Each entry must appear in the answer exactly as written.

*Source data*

§

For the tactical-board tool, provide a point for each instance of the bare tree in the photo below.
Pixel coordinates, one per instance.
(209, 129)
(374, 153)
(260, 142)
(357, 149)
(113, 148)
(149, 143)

§

*Written solution*
For the tactical-board tool, provide a point for each instance of the bare tree in the photo below.
Pixel coordinates, one per instance.
(209, 129)
(374, 153)
(260, 142)
(357, 149)
(113, 148)
(149, 143)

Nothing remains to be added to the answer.